--- SET TASK ---
Reproduce word for word the lines of the rows below, from the line with "target: sea water" up to and including the line with "[(256, 1), (0, 0), (0, 154), (256, 124)]".

***

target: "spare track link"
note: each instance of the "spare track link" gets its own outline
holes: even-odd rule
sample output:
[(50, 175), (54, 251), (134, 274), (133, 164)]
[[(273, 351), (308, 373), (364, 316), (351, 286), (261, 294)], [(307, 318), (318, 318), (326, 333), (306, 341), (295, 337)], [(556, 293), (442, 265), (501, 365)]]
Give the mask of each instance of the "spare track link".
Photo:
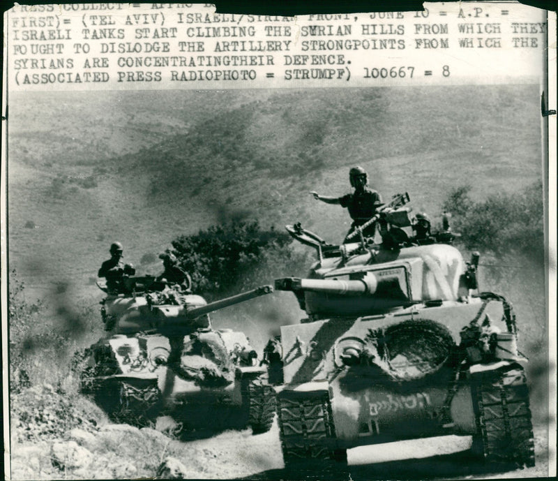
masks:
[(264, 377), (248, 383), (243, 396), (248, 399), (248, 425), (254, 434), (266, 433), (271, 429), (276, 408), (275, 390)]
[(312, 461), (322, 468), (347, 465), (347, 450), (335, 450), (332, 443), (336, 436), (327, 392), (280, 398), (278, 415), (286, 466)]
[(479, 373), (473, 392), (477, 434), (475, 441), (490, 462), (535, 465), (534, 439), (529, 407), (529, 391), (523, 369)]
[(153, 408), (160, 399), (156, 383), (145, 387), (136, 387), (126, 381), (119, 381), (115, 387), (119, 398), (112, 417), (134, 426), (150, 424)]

***

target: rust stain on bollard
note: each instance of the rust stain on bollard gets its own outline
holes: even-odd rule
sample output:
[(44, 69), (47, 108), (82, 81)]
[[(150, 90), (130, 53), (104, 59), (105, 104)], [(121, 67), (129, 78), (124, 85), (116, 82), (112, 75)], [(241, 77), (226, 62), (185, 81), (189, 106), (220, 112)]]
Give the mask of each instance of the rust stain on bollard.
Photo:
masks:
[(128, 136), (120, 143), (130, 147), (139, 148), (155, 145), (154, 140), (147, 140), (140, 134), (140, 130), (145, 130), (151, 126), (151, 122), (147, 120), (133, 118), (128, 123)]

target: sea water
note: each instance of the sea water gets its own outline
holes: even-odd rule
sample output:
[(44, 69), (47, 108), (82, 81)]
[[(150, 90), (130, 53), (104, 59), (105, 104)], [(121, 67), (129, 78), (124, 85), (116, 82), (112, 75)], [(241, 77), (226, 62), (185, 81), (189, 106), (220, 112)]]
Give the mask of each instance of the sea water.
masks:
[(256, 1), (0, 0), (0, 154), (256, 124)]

***

--- ANSWER TO THE TASK ---
target: sea water
note: each instance of the sea water gets its own outline
holes: even-odd rule
sample output:
[(44, 69), (47, 108), (82, 81)]
[[(150, 90), (130, 53), (104, 59), (105, 104)], [(121, 67), (129, 78), (124, 85), (116, 82), (112, 75)], [(241, 77), (226, 62), (185, 81), (189, 106), (220, 112)]]
Give the mask of each instance of the sea water.
masks:
[(256, 1), (0, 0), (0, 154), (256, 124)]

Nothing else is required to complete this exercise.